*Extracted records*.

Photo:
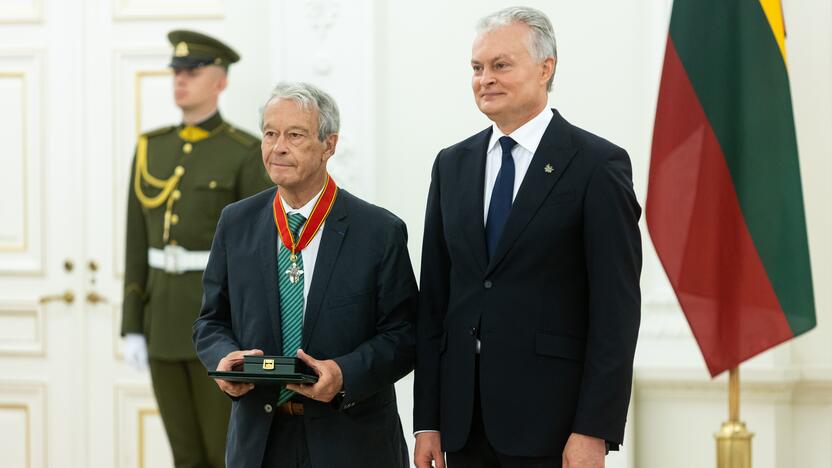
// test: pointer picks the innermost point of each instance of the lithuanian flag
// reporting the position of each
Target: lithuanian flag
(724, 202)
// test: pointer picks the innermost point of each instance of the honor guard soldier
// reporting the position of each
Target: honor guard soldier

*What to work on*. Turn the lines of these items into a numbered list, skipping any blank lines and leaving out the pictures.

*Answer to this task*.
1. Photo:
2. // test: pointer picks the innermost point of each instance of the lithuanian flag
3. // reporting the position of each
4. Target: lithuanian flag
5. (724, 202)
6. // test: pointer picks the innermost point of each instance of the honor guard soldier
7. // reporting the position of each
8. Target: honor guard soldier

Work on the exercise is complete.